Print the listing below a second time, exactly, and omit its images.

§ **Stored data**
----------------

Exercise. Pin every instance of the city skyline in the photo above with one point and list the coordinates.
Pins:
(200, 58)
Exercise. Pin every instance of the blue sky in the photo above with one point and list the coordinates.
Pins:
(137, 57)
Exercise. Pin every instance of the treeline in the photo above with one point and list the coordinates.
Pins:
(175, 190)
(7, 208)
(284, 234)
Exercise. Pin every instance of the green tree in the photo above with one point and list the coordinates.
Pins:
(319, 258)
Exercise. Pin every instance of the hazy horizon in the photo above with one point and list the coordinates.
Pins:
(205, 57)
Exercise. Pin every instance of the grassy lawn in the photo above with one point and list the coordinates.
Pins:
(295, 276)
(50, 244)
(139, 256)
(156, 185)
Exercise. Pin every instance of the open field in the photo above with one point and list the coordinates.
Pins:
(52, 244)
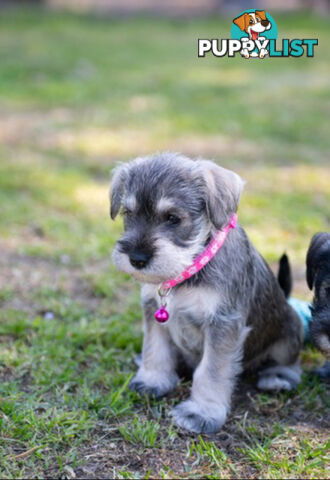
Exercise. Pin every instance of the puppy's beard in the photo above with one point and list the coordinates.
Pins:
(168, 261)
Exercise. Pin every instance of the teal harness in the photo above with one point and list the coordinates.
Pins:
(303, 310)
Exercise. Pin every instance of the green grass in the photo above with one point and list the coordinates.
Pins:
(77, 95)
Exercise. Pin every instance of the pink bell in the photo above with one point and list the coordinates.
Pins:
(162, 315)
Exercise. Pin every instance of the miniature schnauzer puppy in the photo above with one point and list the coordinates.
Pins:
(231, 315)
(318, 278)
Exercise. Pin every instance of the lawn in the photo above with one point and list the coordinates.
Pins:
(78, 95)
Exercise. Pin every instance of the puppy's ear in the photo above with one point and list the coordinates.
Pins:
(241, 21)
(223, 189)
(117, 189)
(261, 14)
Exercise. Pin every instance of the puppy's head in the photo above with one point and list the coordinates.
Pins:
(171, 205)
(318, 257)
(253, 23)
(318, 277)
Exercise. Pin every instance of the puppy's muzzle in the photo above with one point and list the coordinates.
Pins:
(139, 259)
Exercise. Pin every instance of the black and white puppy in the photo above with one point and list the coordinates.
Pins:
(318, 278)
(232, 315)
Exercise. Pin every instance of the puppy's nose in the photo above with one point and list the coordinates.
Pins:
(139, 259)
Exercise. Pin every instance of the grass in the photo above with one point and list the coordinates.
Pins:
(77, 95)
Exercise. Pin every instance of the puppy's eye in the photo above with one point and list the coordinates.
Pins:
(172, 219)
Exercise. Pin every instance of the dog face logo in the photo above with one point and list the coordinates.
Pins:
(253, 23)
(254, 26)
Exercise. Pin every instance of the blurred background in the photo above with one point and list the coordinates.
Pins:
(85, 84)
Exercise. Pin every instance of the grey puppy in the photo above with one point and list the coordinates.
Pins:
(232, 315)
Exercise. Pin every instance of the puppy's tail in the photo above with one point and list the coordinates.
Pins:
(284, 275)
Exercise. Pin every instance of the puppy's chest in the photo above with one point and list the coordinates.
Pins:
(189, 310)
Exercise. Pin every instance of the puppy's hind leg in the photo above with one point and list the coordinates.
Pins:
(207, 408)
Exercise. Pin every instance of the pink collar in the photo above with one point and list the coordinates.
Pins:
(203, 259)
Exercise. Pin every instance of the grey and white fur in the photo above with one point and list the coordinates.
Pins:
(230, 316)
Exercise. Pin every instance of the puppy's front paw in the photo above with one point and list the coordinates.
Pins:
(153, 384)
(199, 419)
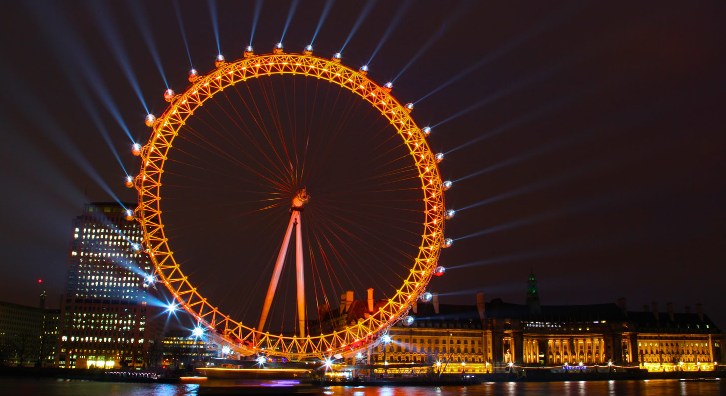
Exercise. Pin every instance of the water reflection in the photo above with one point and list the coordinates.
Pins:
(53, 387)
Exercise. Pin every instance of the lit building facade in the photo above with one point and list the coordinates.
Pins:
(496, 335)
(28, 335)
(181, 350)
(105, 315)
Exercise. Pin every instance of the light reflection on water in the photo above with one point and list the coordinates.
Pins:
(53, 387)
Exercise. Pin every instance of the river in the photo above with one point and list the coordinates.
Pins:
(57, 387)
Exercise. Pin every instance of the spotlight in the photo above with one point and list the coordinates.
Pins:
(150, 119)
(408, 320)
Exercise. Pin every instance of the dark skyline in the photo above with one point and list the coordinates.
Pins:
(584, 139)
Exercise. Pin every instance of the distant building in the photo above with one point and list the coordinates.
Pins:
(493, 336)
(105, 315)
(181, 350)
(28, 335)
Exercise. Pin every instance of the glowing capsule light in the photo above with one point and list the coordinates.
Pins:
(150, 119)
(193, 74)
(198, 331)
(277, 49)
(408, 320)
(168, 94)
(219, 61)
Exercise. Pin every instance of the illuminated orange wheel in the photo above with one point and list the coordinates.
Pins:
(243, 336)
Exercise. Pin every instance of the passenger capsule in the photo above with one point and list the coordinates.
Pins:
(150, 119)
(427, 296)
(219, 61)
(168, 94)
(408, 320)
(193, 75)
(277, 49)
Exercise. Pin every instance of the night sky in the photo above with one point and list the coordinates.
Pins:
(585, 139)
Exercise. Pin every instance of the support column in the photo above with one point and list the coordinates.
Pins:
(276, 273)
(300, 272)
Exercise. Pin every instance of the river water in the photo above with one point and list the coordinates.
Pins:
(54, 387)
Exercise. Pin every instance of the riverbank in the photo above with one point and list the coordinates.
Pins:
(525, 375)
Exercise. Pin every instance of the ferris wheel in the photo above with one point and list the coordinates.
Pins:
(314, 332)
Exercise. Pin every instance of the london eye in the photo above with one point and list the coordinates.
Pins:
(301, 179)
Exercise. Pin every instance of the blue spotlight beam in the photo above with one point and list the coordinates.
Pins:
(35, 112)
(143, 24)
(255, 18)
(512, 124)
(511, 45)
(290, 13)
(65, 41)
(215, 23)
(458, 12)
(321, 20)
(361, 17)
(391, 26)
(180, 21)
(110, 33)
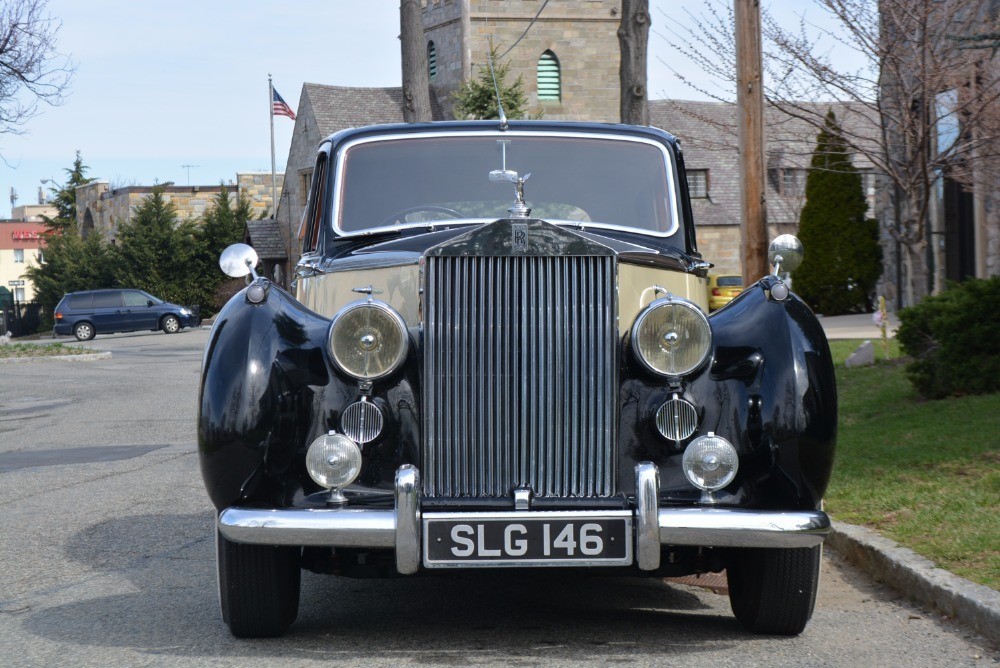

----------------

§ **The answer**
Exercise. Pin every instance of the city skyline in the photo above with one point and list the coordinates.
Pins:
(200, 58)
Exercise. Pin every instance of the blue sky in the photo above with one point and list the coordinates.
Pins:
(137, 57)
Exercise. Pin every instance of the treeline in the photo above with one point and list the coordinates.
Pins:
(175, 190)
(7, 208)
(284, 234)
Exercise. Pin every instance of the green tree in the photo above with one point and list the coordinates.
Pins:
(319, 258)
Exercise. Pin every instance of the hazy horizon in the photo above with one point and list the coordinates.
Pins:
(205, 57)
Exercise. Pin every instance of the grassy lawn in the photo above with one point and list the coordinates.
Pins:
(295, 276)
(50, 244)
(139, 256)
(156, 185)
Exercise. Pin every instance of the open field in the photo above with one point and list the coordinates.
Pins:
(52, 244)
Exercise. Pin every instance of the puppy's beard in the photo above with one point and list the coordinates.
Pins:
(168, 261)
Exercise. Pin every instance of the teal harness in the photo above with one point and list the coordinates.
Pins:
(303, 310)
Exercise. Pin every instance of the green grass in the photo above with one point and list the coordinates.
Pins:
(77, 95)
Exercise. Pin every instance of the pink bell in the photo above with one point and list the coordinates.
Pins:
(162, 315)
Exercise. Pin every instance of the miniature schnauzer puppy in the photo above with one point and list the coordinates.
Pins:
(231, 315)
(318, 278)
Exercise. Pin every instance of the lawn in the photo above with one point and list the coordinates.
Pins:
(78, 95)
Exercise. Pin every instance of the puppy's ear in the photo above with one point and list the coordinates.
Pins:
(241, 21)
(223, 189)
(117, 189)
(261, 14)
Exercise. Pin every instance of the puppy's head in the photo above with one point and list the coordinates.
Pins:
(171, 205)
(318, 257)
(253, 23)
(318, 277)
Exercise. Pin every instance of the puppy's muzzle in the photo above with one point and list the coordinates.
Pins:
(139, 259)
Exercise. Pin every instance of the black and white puppy in the photo above with one point and list the coordinates.
Pins:
(318, 278)
(232, 315)
Exercise. Pin every instance of the puppy's nose in the photo above with one point and list the coordinates.
Pins:
(139, 259)
Exercise. Pin every instance of the grass in the photo above with one point and list the coordinates.
Pins:
(77, 95)
Exercise. Pin every instance of the puppy's eye in the photo above with one point and list the coordinates.
Pins:
(172, 219)
Exercise. Pin every instance of the dog face logo in the photo above with one point and list the coordinates.
Pins:
(253, 23)
(254, 26)
Exercise. Pin every instance of the blurred background in the photo above with one point and list the coordinates.
Pins:
(85, 84)
Exercise. Pin every instance of the grey puppy in the photo above with one point and list the coordinates.
Pins:
(232, 315)
Exercise. Pin every instance of the puppy's tail in the photo above with one point and list the coordinates.
Pins:
(284, 275)
Exercise. Pin every instance of the puppy's chest in the photo above with one point and list the coordinates.
Pins:
(189, 310)
Exercise. Pin every instance of the puppy's hind leg in the photo above with one point and list the coordinates.
Pins:
(207, 408)
Exercise. Pin every instance of the pink collar in the photo above with one point and list the coordinates.
Pins:
(203, 259)
Exercise. Pin every instance of the grey and white fur in the photo above with one point and list the coordinates.
Pins:
(230, 316)
Exercise. Pin every instance of the puppy's front paw in the photo above with one point and list the coordinates.
Pins:
(153, 384)
(199, 419)
Exercise. Pin every instance of the water reflection in the photo above with one point and list the coordinates.
Pins:
(53, 387)
Exercise. Pin every instance of the lit building facade in the photo above with one point and list the coordinates.
Pins:
(496, 335)
(28, 335)
(181, 350)
(105, 315)
Exercise. Pin every instance of the light reflection on water in the photo above with one point and list the coordinates.
Pins:
(53, 387)
Exercise. Pin every instance of the river in the photo above with one point and list the coordinates.
Pins:
(57, 387)
Exercise. Pin every instance of the spotlight in the photo above with one point and list the coordinates.
Pins:
(150, 119)
(408, 320)
Exercise. Pin every instance of the dark skyline in the photo above with one point and list the coordinates.
Pins:
(584, 139)
Exercise. Pin every instance of the distant building in the photo above with one point and list the coordinates.
Pins:
(493, 336)
(105, 315)
(181, 350)
(28, 335)
Exercise. Pin every instance of the glowing capsule light in the photo above with one point and list the coordinates.
Pins:
(150, 119)
(193, 74)
(198, 331)
(277, 49)
(408, 320)
(168, 94)
(219, 61)
Exercise. Pin every instance of the illuminated orange wheel in the photo above with one point and list the coordinates.
Pins:
(243, 336)
Exercise. Pin every instance of the passenger capsule in the photo above with one point and list the coordinates.
Pins:
(150, 119)
(427, 296)
(219, 61)
(168, 94)
(408, 320)
(193, 75)
(277, 49)
Exercise. Pin every instance of the night sky in the photo above with one point and list the coordinates.
Pins:
(585, 139)
Exercise. Pin every instance of the support column in the photo above with one point and list the coordinates.
Pins:
(276, 273)
(300, 272)
Exercise. Pin every instance of the river water in the photo above with one point and list the coordinates.
Pins:
(54, 387)
Exercise. Pin every instance of the riverbank in the photo above with one point and list the coordinates.
Pins:
(525, 375)
Exercise. Pin every instance of the ferris wheel in the photo above with one point and list the coordinates.
Pins:
(314, 332)
Exercise. Pin every instance of the london eye in the photo above with one point and list the coordinates.
Pins:
(301, 179)
Exercise. Pin every instance of the blue spotlight beam in the photo above with one point and list the coordinates.
Pins:
(35, 112)
(143, 24)
(255, 18)
(512, 124)
(511, 45)
(290, 13)
(65, 41)
(215, 23)
(458, 12)
(321, 20)
(361, 17)
(391, 26)
(180, 21)
(110, 33)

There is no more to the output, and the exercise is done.